(Excerpts from a pointing dataset)
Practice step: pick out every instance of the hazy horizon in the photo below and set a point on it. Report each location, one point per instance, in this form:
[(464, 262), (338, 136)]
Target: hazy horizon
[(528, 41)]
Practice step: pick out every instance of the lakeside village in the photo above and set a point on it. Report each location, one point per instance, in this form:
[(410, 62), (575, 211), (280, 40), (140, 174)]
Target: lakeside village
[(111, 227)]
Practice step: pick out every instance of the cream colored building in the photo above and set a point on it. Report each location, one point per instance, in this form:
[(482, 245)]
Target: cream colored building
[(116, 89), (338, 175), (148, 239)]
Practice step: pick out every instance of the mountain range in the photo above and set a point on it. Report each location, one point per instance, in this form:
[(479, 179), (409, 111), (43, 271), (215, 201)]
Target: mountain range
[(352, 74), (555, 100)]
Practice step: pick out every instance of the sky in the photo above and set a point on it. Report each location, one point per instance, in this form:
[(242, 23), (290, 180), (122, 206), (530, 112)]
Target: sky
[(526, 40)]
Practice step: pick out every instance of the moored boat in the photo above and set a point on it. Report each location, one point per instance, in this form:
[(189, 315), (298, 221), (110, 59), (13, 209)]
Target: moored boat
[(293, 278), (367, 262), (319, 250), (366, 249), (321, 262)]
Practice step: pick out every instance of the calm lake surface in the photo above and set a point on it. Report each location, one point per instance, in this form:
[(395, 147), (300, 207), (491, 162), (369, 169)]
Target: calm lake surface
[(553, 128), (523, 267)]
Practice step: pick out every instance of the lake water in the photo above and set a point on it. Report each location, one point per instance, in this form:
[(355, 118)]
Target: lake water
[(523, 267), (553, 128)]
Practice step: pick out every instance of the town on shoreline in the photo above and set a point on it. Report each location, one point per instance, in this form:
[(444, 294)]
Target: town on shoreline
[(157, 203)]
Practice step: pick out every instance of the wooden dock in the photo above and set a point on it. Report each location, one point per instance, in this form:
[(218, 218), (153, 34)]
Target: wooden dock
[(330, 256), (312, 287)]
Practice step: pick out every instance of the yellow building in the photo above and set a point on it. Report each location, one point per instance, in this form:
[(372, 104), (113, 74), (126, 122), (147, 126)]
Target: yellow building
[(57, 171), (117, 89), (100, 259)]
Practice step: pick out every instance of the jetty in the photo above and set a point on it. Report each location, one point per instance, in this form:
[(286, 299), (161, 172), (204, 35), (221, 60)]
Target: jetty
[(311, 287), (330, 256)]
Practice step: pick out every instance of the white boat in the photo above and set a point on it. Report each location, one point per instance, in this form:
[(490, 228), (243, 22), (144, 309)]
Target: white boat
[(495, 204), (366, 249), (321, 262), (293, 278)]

[What is expected]: Could you output the data from the line containing "Practice step: pick out every instance of the jetty" up to and including the line containing "[(311, 287), (330, 256)]" as a Markdown table with the columns Row and Line, numbering each line and omitting blank lines?

[Reply to the task]:
| Row | Line |
|---|---|
| 1 | Practice step: pick out every instance of the jetty in the photo above and set a point on it. Report each location, one point per instance, in this form: |
| 2 | [(286, 299), (161, 172), (204, 35), (221, 60)] |
| 3 | Target: jetty |
| 4 | [(311, 287), (330, 256)] |